**Records to use**:
···

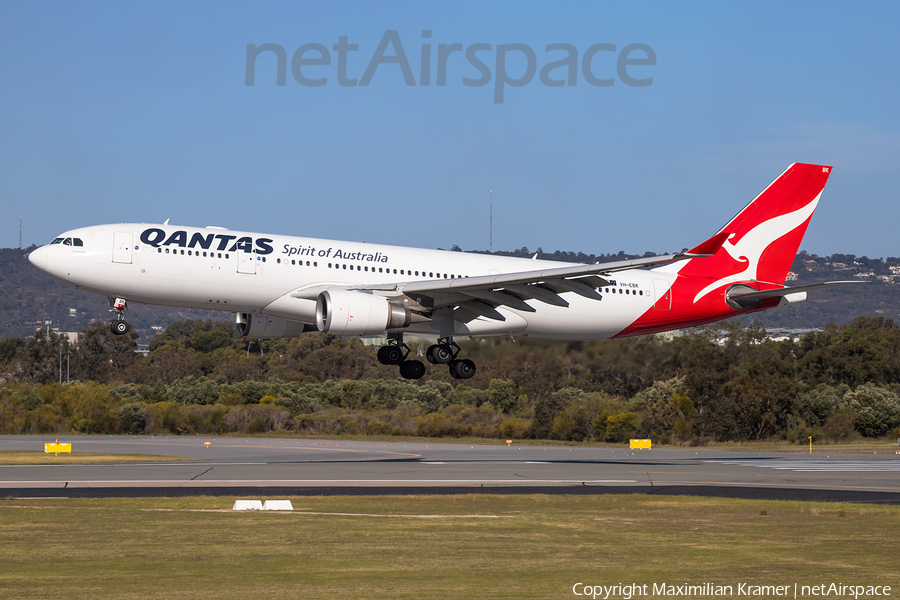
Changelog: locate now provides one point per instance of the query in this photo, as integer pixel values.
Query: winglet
(712, 245)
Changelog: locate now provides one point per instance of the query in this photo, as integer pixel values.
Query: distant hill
(28, 298)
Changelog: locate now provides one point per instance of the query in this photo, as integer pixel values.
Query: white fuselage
(218, 269)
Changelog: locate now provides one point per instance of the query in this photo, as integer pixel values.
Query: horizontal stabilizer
(712, 245)
(746, 297)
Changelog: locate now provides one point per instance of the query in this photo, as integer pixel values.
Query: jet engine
(343, 312)
(268, 328)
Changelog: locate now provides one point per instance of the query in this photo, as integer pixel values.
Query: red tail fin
(764, 237)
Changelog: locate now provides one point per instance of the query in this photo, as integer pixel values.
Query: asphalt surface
(272, 466)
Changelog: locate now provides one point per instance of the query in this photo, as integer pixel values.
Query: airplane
(284, 286)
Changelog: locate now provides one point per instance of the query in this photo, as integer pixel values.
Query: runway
(284, 466)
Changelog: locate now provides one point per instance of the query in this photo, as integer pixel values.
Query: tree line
(717, 383)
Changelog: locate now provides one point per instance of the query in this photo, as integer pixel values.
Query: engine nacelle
(269, 328)
(343, 312)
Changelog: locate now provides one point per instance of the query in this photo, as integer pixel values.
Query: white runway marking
(484, 462)
(821, 465)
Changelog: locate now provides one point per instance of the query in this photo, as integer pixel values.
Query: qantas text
(223, 242)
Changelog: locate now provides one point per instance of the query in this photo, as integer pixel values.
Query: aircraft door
(662, 294)
(122, 243)
(246, 263)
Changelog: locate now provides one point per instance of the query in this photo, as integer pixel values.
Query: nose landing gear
(120, 326)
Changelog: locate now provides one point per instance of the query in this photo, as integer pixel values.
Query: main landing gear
(445, 352)
(120, 326)
(396, 353)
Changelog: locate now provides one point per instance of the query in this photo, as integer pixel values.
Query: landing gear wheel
(439, 354)
(120, 327)
(412, 369)
(390, 355)
(462, 369)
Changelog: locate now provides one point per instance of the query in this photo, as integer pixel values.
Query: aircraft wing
(479, 296)
(746, 297)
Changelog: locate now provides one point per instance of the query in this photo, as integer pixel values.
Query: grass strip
(30, 457)
(462, 546)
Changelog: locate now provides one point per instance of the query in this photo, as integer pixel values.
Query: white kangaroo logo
(750, 247)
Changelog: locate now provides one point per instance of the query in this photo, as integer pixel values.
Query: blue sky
(124, 112)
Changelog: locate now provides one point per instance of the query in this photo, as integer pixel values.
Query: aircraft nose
(39, 258)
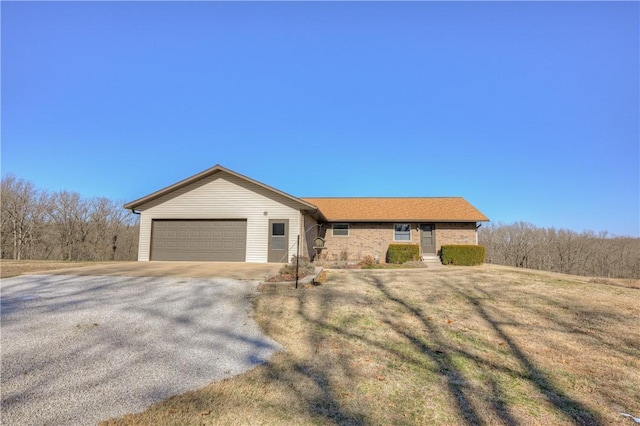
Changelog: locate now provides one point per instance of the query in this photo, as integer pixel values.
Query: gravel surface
(77, 350)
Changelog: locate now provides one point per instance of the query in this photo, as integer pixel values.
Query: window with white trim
(402, 232)
(340, 229)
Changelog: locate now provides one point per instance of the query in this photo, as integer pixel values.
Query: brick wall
(373, 239)
(455, 233)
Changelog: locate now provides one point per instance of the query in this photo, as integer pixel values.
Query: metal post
(297, 259)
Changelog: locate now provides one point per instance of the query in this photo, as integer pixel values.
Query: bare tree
(561, 250)
(22, 210)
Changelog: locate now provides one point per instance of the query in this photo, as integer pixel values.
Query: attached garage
(220, 215)
(199, 240)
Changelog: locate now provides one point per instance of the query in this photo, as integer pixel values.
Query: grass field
(12, 268)
(481, 345)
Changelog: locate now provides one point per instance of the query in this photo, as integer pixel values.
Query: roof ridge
(382, 197)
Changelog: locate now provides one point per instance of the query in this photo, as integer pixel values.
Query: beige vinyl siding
(223, 196)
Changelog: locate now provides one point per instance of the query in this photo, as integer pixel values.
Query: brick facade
(373, 239)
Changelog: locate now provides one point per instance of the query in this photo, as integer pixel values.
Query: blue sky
(530, 110)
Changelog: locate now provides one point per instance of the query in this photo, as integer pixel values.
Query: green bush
(464, 255)
(401, 253)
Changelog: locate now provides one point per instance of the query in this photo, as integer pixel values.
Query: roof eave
(215, 169)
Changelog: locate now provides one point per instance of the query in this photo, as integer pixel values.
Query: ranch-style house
(221, 215)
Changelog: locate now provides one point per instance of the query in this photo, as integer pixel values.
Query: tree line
(561, 250)
(42, 225)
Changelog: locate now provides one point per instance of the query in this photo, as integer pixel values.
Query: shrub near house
(464, 255)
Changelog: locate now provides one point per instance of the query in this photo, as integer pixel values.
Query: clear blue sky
(530, 110)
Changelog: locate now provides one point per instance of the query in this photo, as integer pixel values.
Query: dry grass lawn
(481, 345)
(12, 268)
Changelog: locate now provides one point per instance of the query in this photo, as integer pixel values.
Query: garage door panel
(199, 240)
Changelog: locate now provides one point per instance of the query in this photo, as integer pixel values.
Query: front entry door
(428, 238)
(278, 241)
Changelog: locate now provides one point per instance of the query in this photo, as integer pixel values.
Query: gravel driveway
(80, 349)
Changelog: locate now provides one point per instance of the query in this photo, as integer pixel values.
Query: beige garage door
(201, 240)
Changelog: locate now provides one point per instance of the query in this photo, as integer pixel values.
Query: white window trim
(340, 236)
(410, 233)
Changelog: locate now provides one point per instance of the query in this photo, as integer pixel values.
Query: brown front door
(278, 241)
(428, 238)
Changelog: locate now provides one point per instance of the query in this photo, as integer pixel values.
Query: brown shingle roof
(437, 209)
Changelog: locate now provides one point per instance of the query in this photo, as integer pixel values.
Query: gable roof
(206, 173)
(436, 209)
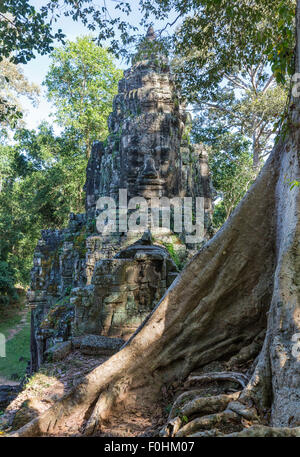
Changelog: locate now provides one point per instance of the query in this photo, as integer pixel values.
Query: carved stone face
(149, 170)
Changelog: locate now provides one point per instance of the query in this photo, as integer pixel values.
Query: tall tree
(82, 81)
(14, 84)
(241, 289)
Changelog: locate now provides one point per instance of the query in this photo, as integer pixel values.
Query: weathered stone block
(100, 345)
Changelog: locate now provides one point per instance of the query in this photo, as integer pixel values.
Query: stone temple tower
(88, 283)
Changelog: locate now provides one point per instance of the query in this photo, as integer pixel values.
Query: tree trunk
(242, 284)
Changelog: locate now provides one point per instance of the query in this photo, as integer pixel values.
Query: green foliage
(230, 162)
(13, 83)
(173, 254)
(7, 281)
(82, 81)
(24, 31)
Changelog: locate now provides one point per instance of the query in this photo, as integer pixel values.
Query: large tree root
(243, 284)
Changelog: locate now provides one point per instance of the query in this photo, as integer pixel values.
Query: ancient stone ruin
(86, 283)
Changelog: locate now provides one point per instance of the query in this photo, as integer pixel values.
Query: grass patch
(11, 367)
(10, 316)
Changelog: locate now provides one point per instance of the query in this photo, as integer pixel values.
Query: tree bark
(244, 282)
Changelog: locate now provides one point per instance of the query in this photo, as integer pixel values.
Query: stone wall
(84, 282)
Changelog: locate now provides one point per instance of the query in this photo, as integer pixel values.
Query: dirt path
(11, 334)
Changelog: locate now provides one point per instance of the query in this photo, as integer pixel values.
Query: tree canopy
(81, 82)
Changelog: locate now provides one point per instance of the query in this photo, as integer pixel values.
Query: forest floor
(15, 326)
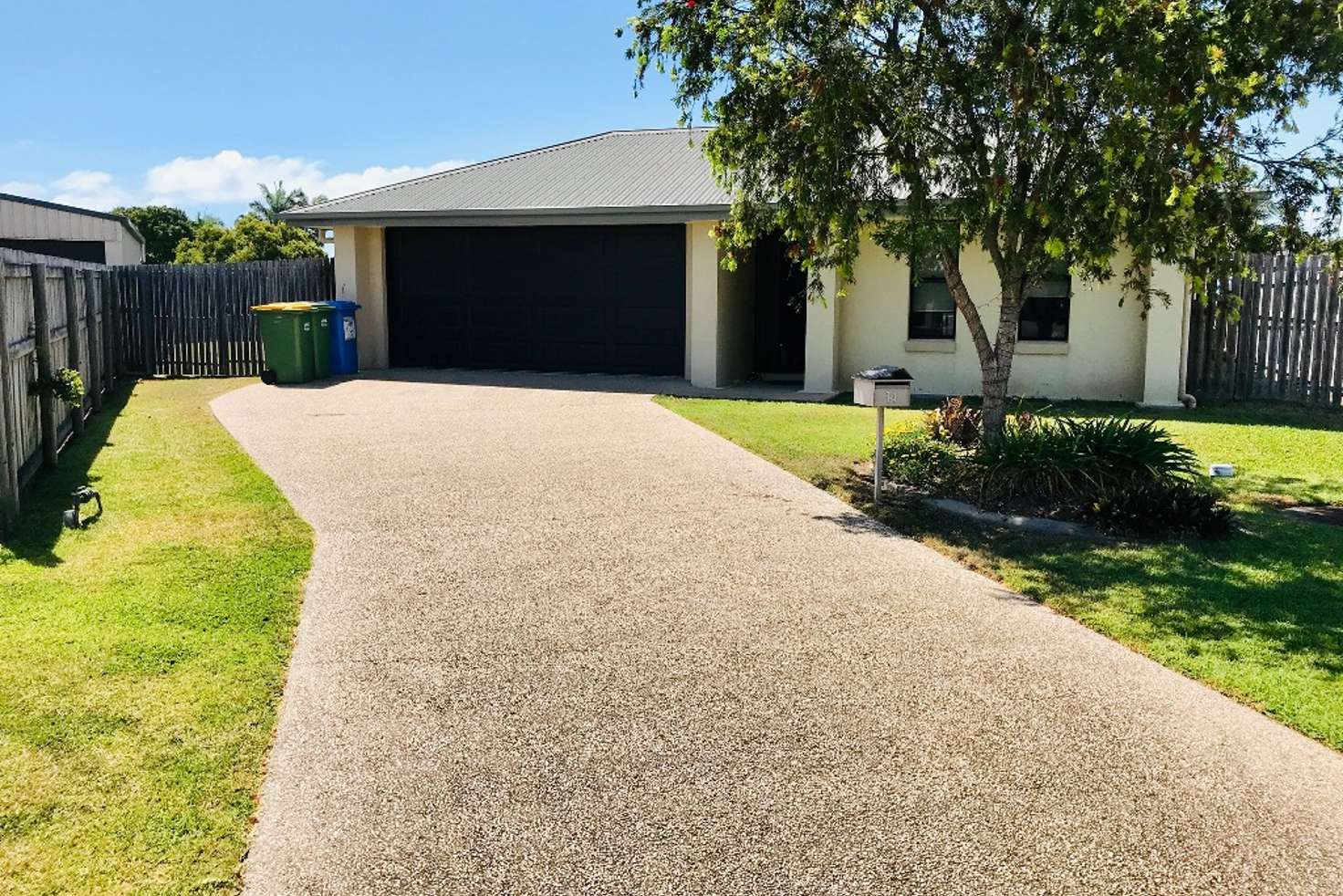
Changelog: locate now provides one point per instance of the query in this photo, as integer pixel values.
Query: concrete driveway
(559, 640)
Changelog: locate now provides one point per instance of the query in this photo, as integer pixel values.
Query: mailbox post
(881, 387)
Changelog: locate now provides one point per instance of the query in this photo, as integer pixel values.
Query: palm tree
(276, 201)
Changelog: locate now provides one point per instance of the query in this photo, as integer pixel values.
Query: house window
(932, 310)
(1044, 315)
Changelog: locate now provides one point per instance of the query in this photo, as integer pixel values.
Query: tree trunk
(995, 401)
(994, 358)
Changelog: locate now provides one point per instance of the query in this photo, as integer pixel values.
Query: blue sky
(193, 104)
(136, 101)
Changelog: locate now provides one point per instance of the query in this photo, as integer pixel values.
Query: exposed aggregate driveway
(559, 640)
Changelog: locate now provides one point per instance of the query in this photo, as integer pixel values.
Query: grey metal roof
(77, 210)
(646, 173)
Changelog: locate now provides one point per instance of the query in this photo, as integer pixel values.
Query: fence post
(119, 328)
(147, 324)
(109, 339)
(42, 343)
(216, 296)
(94, 340)
(8, 430)
(73, 343)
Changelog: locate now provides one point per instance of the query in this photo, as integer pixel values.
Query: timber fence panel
(196, 320)
(1284, 344)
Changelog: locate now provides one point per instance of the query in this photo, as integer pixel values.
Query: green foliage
(65, 384)
(916, 460)
(161, 226)
(1043, 133)
(955, 422)
(1078, 460)
(249, 239)
(1155, 509)
(276, 201)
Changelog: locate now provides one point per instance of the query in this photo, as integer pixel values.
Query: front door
(780, 312)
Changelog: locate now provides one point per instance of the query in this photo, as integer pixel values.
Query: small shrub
(1078, 460)
(65, 384)
(955, 422)
(918, 460)
(1157, 509)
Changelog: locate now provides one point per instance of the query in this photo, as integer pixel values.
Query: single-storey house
(66, 231)
(598, 255)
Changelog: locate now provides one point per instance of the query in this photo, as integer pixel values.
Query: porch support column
(702, 305)
(361, 277)
(822, 349)
(1167, 340)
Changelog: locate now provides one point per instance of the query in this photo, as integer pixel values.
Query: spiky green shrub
(1157, 509)
(916, 460)
(1078, 460)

···

**What the exercise asks**: Only output the lines from the one with "Query: porch support column" through the end of the entries above, exactly as they are.

**Answer**:
Query: porch support column
(702, 305)
(361, 277)
(822, 349)
(1167, 340)
Changelog: locate now provides one point per instance of the query in this photo, as integer pixel values.
Query: spiky green shrub
(1157, 509)
(916, 460)
(1078, 460)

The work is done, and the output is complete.